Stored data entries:
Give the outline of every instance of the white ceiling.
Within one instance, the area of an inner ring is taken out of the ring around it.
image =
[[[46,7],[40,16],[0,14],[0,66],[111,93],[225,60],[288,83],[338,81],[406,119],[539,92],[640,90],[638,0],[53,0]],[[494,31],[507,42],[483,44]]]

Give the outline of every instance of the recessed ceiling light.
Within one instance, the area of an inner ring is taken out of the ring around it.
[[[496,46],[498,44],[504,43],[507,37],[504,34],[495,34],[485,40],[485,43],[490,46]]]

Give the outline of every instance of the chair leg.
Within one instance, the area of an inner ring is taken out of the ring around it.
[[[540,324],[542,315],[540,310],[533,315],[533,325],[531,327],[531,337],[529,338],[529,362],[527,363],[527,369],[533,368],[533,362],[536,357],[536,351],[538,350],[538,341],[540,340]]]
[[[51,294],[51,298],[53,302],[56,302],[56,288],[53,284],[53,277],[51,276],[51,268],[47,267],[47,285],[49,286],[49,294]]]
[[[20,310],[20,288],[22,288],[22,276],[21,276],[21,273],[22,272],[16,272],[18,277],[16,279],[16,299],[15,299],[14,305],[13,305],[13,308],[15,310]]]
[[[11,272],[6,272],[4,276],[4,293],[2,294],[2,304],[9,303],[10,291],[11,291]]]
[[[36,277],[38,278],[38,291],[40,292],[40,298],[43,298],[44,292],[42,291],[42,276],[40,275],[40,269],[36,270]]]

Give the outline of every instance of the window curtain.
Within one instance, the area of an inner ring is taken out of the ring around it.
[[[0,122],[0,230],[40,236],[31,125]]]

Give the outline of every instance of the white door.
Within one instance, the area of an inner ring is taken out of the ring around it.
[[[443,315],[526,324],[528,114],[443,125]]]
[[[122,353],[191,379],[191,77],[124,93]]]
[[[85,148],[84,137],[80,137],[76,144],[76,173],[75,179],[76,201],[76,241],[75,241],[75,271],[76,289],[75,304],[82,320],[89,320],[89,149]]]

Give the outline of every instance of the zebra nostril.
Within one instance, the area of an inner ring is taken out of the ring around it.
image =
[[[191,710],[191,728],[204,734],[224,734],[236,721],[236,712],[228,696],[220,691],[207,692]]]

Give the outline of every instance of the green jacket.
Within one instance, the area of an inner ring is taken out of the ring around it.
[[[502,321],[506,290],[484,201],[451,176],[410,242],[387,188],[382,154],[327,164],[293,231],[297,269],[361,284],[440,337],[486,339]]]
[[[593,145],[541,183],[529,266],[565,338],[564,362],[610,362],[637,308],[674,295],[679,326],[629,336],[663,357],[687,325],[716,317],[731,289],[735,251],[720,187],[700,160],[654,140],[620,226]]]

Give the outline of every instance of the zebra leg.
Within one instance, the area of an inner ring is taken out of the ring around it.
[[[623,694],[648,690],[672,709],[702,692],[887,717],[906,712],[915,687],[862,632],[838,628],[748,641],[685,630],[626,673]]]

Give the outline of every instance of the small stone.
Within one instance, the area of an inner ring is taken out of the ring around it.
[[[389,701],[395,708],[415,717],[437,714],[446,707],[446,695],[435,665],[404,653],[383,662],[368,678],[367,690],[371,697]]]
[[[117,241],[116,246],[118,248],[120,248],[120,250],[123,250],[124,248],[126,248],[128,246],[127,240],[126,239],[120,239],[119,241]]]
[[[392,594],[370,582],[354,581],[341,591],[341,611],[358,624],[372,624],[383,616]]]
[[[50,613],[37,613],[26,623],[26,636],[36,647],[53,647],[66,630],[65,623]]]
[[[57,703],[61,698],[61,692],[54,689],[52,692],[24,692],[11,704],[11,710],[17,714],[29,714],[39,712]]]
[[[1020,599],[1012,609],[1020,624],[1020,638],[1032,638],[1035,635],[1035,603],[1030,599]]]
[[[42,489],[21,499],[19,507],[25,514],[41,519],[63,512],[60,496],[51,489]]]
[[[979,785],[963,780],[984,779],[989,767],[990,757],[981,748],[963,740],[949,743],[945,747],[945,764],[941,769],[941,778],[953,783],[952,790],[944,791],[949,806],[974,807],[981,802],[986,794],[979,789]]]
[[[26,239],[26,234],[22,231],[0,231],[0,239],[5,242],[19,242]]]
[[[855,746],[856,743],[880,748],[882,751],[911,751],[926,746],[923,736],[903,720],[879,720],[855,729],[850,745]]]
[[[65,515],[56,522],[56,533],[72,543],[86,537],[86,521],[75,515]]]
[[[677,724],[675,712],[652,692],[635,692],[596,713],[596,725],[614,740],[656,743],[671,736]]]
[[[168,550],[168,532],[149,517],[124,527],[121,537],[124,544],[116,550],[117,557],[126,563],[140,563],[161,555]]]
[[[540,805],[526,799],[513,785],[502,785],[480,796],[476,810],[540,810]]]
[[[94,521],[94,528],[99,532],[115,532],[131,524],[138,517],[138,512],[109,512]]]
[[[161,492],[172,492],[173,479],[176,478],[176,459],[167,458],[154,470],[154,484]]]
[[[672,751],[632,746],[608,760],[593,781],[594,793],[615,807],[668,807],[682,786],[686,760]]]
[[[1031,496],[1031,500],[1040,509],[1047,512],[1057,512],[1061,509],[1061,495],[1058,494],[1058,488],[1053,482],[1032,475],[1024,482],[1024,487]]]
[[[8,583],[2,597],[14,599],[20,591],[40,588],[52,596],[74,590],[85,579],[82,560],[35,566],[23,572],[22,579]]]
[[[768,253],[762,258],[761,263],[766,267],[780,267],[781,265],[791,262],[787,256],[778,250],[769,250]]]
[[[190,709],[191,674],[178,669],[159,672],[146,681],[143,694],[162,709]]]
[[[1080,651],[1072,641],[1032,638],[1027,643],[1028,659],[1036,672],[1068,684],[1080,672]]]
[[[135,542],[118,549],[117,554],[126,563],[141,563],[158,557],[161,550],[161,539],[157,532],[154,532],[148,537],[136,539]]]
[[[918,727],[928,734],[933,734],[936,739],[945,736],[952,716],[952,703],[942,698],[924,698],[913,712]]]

### [REQUIRED ACTION]
Write out each record again, keeping every word as it is.

### [EXERCISE RESULT]
Give the outline of every instance of the white ceiling.
Within one instance, the area of an inner ring is taken out of the ring around it.
image =
[[[46,7],[40,16],[0,14],[0,66],[111,93],[225,60],[288,83],[338,81],[406,119],[539,92],[640,90],[638,0],[53,0]],[[494,31],[507,42],[483,44]]]

Give the outline of every instance of the recessed ceiling light.
Within one instance, the area of an inner ring is taken out of the ring around it.
[[[496,46],[498,44],[504,43],[507,37],[504,34],[495,34],[485,40],[485,43],[490,46]]]

Give the outline of every instance of the chair leg.
Within one instance, the area of an inner ring is taken out of the ring around it.
[[[540,324],[542,315],[540,310],[533,315],[533,325],[531,327],[531,337],[529,338],[529,362],[527,363],[527,369],[533,368],[533,362],[536,357],[536,351],[538,350],[538,341],[540,340]]]
[[[51,294],[51,298],[53,302],[56,302],[56,288],[53,284],[53,277],[51,276],[51,268],[47,267],[47,285],[49,286],[49,294]]]
[[[20,310],[20,288],[22,288],[22,276],[21,276],[21,273],[22,272],[16,272],[18,277],[16,279],[16,299],[15,299],[14,305],[13,305],[13,308],[15,310]]]
[[[11,272],[6,272],[4,276],[4,293],[2,294],[2,304],[9,303],[10,291],[11,291]]]
[[[36,277],[38,278],[38,291],[40,292],[40,298],[43,298],[44,292],[42,291],[42,276],[40,275],[40,269],[36,270]]]

Give the outline of every instance of the window curtain.
Within one instance, the area of an inner ring is taken out of the ring around it.
[[[0,122],[0,230],[40,236],[31,125]]]

Give the outline of every instance of the white door.
Within one instance, the area of an inner ring is taken out of the ring around it.
[[[443,315],[526,324],[528,114],[443,125]]]
[[[122,353],[191,379],[191,77],[124,93]]]
[[[85,148],[84,137],[80,137],[76,144],[76,173],[75,179],[76,201],[76,241],[75,241],[75,271],[76,289],[75,304],[82,320],[89,320],[89,149]]]

Give the outline of every instance of the zebra nostril.
Within one instance, the area of an inner ring is taken out of the ring around it.
image =
[[[191,710],[191,728],[204,734],[224,734],[236,721],[236,712],[228,696],[220,691],[207,692]]]

Give the outline of every instance of the green jacket.
Within one instance, the area of an inner ring is taken out of the ring around it.
[[[502,321],[506,290],[484,201],[451,176],[410,242],[387,188],[382,154],[327,164],[293,231],[297,269],[361,284],[440,337],[486,339]]]
[[[593,145],[541,183],[529,266],[565,338],[564,362],[610,362],[637,308],[674,295],[679,326],[629,336],[663,357],[687,325],[716,317],[731,289],[735,251],[720,187],[700,160],[654,140],[620,226]]]

Give the outline of every instance of the zebra leg.
Within one instance, the area of an inner ring is taken out of the ring around it.
[[[623,694],[648,690],[672,709],[702,692],[887,717],[906,712],[915,687],[862,632],[838,628],[748,641],[685,630],[626,673]]]

Give the outline of every instance of the small stone.
Within one instance, the area of an inner ring is taken out of the ring around it.
[[[389,701],[395,708],[415,717],[437,714],[446,707],[446,695],[435,665],[404,653],[383,662],[368,678],[367,690],[371,697]]]
[[[117,241],[116,246],[118,248],[120,248],[120,250],[123,250],[124,248],[126,248],[128,246],[127,240],[126,239],[120,239],[119,241]]]
[[[392,594],[370,582],[354,581],[341,591],[341,611],[358,624],[372,624],[383,616]]]
[[[50,613],[37,613],[26,623],[26,636],[36,647],[53,647],[66,630],[65,623]]]
[[[57,703],[61,698],[61,692],[54,689],[52,692],[24,692],[11,704],[11,710],[17,714],[29,714],[39,712]]]
[[[1020,599],[1012,609],[1020,624],[1020,638],[1032,638],[1035,635],[1035,603],[1030,599]]]
[[[42,489],[21,499],[19,507],[25,514],[41,519],[63,512],[60,496],[51,489]]]
[[[979,785],[963,780],[984,779],[989,767],[990,757],[981,748],[963,740],[949,743],[945,747],[945,764],[941,769],[941,778],[953,783],[952,790],[944,791],[949,806],[974,807],[981,802],[986,794],[979,789]]]
[[[26,239],[26,234],[22,231],[0,231],[0,239],[5,242],[19,242]]]
[[[855,746],[856,743],[880,748],[882,751],[911,751],[926,746],[923,736],[903,720],[879,720],[855,729],[850,745]]]
[[[65,515],[56,522],[56,533],[72,543],[86,537],[86,521],[75,515]]]
[[[677,724],[675,712],[652,692],[635,692],[596,713],[596,725],[614,740],[656,743],[671,736]]]
[[[168,550],[168,532],[149,517],[124,527],[121,537],[124,544],[116,550],[117,557],[126,563],[140,563],[161,555]]]
[[[540,805],[526,799],[513,785],[502,785],[480,796],[476,810],[540,810]]]
[[[94,521],[94,528],[99,532],[115,532],[131,524],[138,517],[138,512],[109,512]]]
[[[161,492],[172,492],[173,479],[176,478],[176,459],[167,458],[154,470],[154,484]]]
[[[672,751],[632,746],[608,760],[593,781],[594,793],[615,807],[668,807],[682,786],[686,760]]]
[[[1031,496],[1031,500],[1040,509],[1047,512],[1057,512],[1061,509],[1061,495],[1058,494],[1058,488],[1053,482],[1032,475],[1024,482],[1024,487]]]
[[[8,583],[2,597],[14,599],[20,591],[40,588],[52,596],[74,590],[85,579],[82,560],[35,566],[23,572],[22,579]]]
[[[768,253],[762,258],[761,263],[766,267],[780,267],[781,265],[791,262],[787,256],[778,250],[769,250]]]
[[[190,709],[191,674],[178,669],[159,672],[146,681],[143,694],[162,709]]]
[[[1080,651],[1072,641],[1032,638],[1027,643],[1028,659],[1036,672],[1068,684],[1080,672]]]
[[[135,542],[118,549],[117,554],[126,563],[141,563],[158,557],[161,550],[161,539],[157,532],[154,532],[148,537],[136,539]]]
[[[918,727],[928,734],[933,734],[936,739],[945,736],[952,716],[952,703],[942,698],[924,698],[913,712]]]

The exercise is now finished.